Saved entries
----------

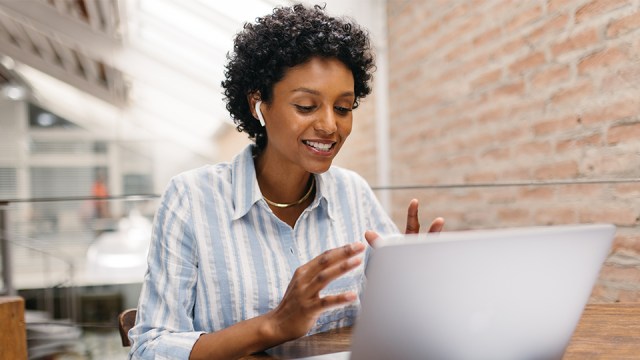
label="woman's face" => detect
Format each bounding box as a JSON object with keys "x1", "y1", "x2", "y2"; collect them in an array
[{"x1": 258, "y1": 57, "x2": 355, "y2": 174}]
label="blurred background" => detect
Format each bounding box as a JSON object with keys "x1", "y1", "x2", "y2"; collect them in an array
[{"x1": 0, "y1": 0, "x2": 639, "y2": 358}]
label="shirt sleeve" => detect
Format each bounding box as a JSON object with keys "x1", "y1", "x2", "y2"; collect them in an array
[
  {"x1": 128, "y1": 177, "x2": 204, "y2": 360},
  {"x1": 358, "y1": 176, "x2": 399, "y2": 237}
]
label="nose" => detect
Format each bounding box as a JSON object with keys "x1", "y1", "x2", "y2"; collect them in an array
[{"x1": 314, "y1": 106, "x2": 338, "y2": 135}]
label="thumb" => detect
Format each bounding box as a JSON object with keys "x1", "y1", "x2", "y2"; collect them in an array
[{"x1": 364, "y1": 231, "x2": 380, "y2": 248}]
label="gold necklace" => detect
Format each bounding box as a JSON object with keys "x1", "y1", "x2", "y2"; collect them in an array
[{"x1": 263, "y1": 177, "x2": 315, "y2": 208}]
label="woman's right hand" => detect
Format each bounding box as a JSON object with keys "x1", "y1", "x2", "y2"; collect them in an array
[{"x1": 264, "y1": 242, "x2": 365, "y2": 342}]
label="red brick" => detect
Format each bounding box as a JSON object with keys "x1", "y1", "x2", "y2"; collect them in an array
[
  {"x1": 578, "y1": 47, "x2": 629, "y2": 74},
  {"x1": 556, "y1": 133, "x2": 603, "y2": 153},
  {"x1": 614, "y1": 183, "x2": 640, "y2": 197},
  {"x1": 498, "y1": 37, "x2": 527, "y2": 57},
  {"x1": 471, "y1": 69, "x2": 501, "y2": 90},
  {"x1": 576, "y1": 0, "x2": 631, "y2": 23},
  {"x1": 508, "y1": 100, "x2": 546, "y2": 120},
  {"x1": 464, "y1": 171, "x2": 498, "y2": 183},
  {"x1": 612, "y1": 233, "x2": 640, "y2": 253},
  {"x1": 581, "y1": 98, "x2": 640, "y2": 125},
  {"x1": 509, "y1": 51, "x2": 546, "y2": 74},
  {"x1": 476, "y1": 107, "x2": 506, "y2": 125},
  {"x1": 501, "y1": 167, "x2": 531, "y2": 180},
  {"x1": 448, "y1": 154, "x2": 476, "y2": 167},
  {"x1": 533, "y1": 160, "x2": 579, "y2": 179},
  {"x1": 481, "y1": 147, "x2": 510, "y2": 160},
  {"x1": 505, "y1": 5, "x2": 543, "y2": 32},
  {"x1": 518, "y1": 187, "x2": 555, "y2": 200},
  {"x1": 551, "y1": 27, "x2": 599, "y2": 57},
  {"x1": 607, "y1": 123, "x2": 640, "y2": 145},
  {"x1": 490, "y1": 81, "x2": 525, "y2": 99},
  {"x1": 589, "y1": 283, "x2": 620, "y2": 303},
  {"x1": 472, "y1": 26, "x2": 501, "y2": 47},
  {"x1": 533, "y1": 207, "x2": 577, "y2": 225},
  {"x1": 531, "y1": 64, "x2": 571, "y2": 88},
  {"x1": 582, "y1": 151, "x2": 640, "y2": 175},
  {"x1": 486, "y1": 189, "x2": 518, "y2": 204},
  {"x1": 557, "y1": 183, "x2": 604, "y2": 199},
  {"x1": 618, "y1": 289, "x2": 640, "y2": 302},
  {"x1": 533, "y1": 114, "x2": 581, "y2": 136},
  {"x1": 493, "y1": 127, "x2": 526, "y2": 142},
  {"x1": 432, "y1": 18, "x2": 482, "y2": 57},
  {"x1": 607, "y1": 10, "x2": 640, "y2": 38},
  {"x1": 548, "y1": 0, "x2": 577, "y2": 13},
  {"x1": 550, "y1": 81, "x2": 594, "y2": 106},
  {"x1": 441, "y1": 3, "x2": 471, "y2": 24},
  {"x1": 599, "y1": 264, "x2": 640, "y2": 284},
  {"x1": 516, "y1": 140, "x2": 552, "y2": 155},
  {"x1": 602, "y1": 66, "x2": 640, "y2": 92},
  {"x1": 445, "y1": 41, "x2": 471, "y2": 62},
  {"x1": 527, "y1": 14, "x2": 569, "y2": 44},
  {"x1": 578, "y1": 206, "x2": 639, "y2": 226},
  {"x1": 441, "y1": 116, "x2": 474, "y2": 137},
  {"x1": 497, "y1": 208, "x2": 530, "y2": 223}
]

----------

▶ **GOAL OF THE EXERCISE**
From the entries above, copy each line that holds "label".

▶ **EXPECTED ANSWER**
label="woman's face" => detect
label="blurred background" => detect
label="shirt sleeve" => detect
label="nose" => detect
label="thumb" => detect
label="gold necklace" => detect
label="woman's right hand" => detect
label="red brick" => detect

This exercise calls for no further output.